Render every line of the records below as a numbered list, omitting any blank lines.
####
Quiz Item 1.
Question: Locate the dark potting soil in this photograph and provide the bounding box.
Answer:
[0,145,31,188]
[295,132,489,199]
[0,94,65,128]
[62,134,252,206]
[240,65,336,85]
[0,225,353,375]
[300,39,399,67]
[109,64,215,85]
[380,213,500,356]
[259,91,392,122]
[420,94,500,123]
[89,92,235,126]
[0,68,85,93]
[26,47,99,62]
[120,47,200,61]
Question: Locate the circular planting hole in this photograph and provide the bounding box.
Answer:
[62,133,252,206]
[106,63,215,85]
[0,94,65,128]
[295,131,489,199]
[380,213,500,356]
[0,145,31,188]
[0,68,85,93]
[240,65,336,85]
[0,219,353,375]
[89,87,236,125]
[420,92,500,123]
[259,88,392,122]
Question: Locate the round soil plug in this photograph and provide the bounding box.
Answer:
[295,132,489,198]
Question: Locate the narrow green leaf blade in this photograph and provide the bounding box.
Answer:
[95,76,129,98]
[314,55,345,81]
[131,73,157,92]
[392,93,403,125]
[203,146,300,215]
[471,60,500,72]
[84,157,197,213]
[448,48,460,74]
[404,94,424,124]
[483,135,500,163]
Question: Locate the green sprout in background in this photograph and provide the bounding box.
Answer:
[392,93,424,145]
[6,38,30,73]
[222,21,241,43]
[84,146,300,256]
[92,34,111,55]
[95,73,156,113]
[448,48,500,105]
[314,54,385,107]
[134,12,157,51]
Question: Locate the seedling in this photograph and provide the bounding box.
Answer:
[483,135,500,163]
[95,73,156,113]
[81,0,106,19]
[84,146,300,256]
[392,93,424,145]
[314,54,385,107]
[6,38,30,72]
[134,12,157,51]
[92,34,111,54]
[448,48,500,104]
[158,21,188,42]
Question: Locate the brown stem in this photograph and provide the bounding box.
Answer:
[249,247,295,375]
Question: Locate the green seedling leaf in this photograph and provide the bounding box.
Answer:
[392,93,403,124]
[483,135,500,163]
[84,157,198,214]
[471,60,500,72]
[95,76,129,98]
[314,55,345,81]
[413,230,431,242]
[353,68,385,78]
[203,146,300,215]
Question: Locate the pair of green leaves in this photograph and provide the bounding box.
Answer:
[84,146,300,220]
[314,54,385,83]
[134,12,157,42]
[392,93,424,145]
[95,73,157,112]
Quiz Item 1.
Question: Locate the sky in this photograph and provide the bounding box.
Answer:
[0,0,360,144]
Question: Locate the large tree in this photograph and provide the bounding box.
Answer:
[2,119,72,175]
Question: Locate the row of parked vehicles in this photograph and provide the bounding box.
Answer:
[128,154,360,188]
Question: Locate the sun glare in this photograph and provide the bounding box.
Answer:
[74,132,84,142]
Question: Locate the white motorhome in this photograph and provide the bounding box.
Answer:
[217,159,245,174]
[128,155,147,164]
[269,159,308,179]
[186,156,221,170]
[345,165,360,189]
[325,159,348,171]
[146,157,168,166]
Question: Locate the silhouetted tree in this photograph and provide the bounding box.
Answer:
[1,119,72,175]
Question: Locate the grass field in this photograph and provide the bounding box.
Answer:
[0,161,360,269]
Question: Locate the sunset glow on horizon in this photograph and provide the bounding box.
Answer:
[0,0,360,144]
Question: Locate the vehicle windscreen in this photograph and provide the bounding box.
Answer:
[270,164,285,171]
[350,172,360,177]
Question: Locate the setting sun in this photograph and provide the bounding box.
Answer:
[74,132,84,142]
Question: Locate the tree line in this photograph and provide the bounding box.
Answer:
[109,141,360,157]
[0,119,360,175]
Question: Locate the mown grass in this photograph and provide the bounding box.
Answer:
####
_Task result:_
1. Quiz Item 1.
2. Question: Locate the dark potting soil in this photograph and provide the bounding box.
3. Answer:
4. [0,145,31,188]
5. [295,132,489,199]
6. [0,94,65,128]
7. [62,134,252,206]
8. [240,65,336,85]
9. [0,225,353,375]
10. [300,39,399,67]
11. [109,64,215,85]
12. [380,213,500,356]
13. [259,91,392,122]
14. [420,94,500,123]
15. [89,92,235,126]
16. [0,68,85,93]
17. [26,47,99,62]
18. [120,47,200,61]
19. Question: Locate the circular planting hole in this photograph and provide the bounding box.
20. Answer:
21. [62,133,252,206]
22. [106,63,215,85]
23. [0,94,65,128]
24. [295,131,489,199]
25. [380,213,500,356]
26. [0,145,31,188]
27. [0,68,85,93]
28. [240,65,336,85]
29. [0,219,353,375]
30. [89,87,236,125]
31. [420,92,500,123]
32. [259,88,392,122]
33. Question: Locate the round soil plug in this photograph and provide the bounding box.
34. Answer:
35. [295,132,489,198]
36. Question: Locate the narrow green leaf blade in this photograph and provide the bounding box.
37. Answer:
38. [95,76,129,98]
39. [314,55,345,81]
40. [131,73,157,92]
41. [392,93,403,125]
42. [203,146,300,215]
43. [471,60,500,72]
44. [84,157,197,213]
45. [448,48,460,74]
46. [404,94,424,124]
47. [483,135,500,163]
48. Question: Locate the green sprout in background in this photograph and provide the bounding box.
49. Answer:
50. [392,93,424,145]
51. [6,38,30,73]
52. [222,21,241,43]
53. [84,146,300,256]
54. [92,34,111,55]
55. [95,73,156,113]
56. [448,48,500,105]
57. [314,54,385,107]
58. [134,12,157,51]
59. Question: Locate the seedling in this photograph and provide the bounding box.
60. Answer:
61. [483,135,500,163]
62. [95,73,156,113]
63. [81,0,106,19]
64. [84,146,300,256]
65. [392,93,424,145]
66. [314,54,385,107]
67. [6,38,30,72]
68. [134,12,157,51]
69. [92,34,111,54]
70. [448,48,500,104]
71. [158,21,188,42]
72. Question: Locate the brown stem in this photograph and provide the bounding box.
73. Answer:
74. [249,247,295,375]
75. Question: Locate the green seedling leaf in this photograph and provide the bounding box.
76. Answer:
77. [392,93,403,124]
78. [483,135,500,163]
79. [84,157,198,214]
80. [471,60,500,72]
81. [95,76,129,98]
82. [314,55,345,81]
83. [413,230,431,242]
84. [353,68,385,78]
85. [203,146,300,215]
86. Question: Locate the pair of green leaves in this photograph and provide the bounding box.
87. Answer:
88. [84,146,300,220]
89. [314,54,385,83]
90. [134,12,157,42]
91. [392,93,424,145]
92. [95,73,157,112]
93. Quiz Item 1.
94. Question: Locate the sky in this photograph and provide the bounding box.
95. Answer:
96. [0,0,360,144]
97. Question: Locate the large tree in this photograph and provide the bounding box.
98. Answer:
99. [2,119,72,175]
100. Question: Locate the row of parked vehicles in this photograph and provide the bounding box.
101. Answer:
102. [128,154,360,188]
103. Question: Locate the sun glare in this photograph and provide the bounding box.
104. Answer:
105. [74,132,84,142]
106. Question: Locate the white motorhome in this photograph and provide the bounding box.
107. Answer:
108. [217,159,245,174]
109. [128,155,147,164]
110. [269,159,308,179]
111. [186,156,221,170]
112. [345,165,360,189]
113. [325,159,348,171]
114. [146,157,168,166]
115. Question: Locate the silhouetted tree in this photograph and provide the bounding box.
116. Answer:
117. [1,119,72,175]
118. Question: Locate the grass field in this photograph and provide the bounding box.
119. Answer:
120. [0,161,360,269]
121. Question: Locate the sunset glow on horizon in this photograph and provide the bounding box.
122. Answer:
123. [0,0,360,144]
124. Question: Locate the vehicle windscreen in this photograph and provide the bounding box.
125. Answer:
126. [270,164,285,171]
127. [350,172,360,177]
128. Question: Locate the setting sun in this photograph and provide the bounding box.
129. Answer:
130. [74,132,84,142]
131. Question: Locate the tree line in this photograph and provide the bounding box.
132. Answer:
133. [109,141,360,157]
134. [0,119,360,175]
135. Question: Locate the mown grass in this photograph and provide the bounding box.
136. Answer:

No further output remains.